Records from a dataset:
>>>>>
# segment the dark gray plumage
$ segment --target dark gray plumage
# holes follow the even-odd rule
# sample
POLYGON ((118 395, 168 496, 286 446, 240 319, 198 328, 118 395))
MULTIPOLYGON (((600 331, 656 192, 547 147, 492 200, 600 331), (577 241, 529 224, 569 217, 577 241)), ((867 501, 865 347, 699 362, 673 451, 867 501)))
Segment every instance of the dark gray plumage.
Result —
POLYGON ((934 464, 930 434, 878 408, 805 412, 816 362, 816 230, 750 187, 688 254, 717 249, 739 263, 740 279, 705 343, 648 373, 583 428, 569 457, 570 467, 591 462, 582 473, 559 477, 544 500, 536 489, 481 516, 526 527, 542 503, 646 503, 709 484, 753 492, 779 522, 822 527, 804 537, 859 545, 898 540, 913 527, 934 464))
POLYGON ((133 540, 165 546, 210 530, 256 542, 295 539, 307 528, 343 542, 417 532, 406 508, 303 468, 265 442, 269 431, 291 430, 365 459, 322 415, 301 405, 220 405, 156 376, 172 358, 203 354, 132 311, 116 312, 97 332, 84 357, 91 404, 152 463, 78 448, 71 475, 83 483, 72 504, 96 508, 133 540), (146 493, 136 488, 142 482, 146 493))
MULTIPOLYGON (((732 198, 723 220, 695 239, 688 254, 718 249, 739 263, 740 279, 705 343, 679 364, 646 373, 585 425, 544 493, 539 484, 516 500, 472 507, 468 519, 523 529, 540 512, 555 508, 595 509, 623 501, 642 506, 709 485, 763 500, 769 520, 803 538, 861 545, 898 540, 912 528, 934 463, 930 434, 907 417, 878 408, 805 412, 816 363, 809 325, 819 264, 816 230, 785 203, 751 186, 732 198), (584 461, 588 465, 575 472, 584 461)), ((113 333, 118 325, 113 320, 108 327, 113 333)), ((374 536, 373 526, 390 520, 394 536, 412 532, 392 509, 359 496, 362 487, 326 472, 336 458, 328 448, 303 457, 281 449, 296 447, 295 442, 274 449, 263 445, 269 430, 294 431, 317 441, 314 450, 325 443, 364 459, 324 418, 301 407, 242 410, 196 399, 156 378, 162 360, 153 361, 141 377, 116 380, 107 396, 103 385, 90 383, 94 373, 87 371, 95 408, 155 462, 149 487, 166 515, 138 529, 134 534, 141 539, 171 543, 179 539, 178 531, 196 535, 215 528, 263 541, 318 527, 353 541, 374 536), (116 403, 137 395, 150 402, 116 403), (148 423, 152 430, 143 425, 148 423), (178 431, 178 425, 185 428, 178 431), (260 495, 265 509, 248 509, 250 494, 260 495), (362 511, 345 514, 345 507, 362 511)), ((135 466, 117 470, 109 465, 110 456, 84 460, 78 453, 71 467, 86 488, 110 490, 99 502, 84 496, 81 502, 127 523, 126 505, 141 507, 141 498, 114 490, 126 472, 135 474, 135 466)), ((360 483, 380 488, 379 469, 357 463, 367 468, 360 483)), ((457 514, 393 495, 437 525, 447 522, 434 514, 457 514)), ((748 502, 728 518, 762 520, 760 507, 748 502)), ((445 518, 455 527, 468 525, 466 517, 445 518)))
<<<<<
WHAT IS NEEDED: Quote the records word for word from their first line down to and including the line containing "POLYGON ((118 395, 168".

EXERCISE RESULT:
# segment the dark gray plumage
$ segment --target dark gray plumage
# holes follow the even-odd rule
# sample
POLYGON ((118 395, 168 496, 286 446, 240 319, 198 328, 118 395))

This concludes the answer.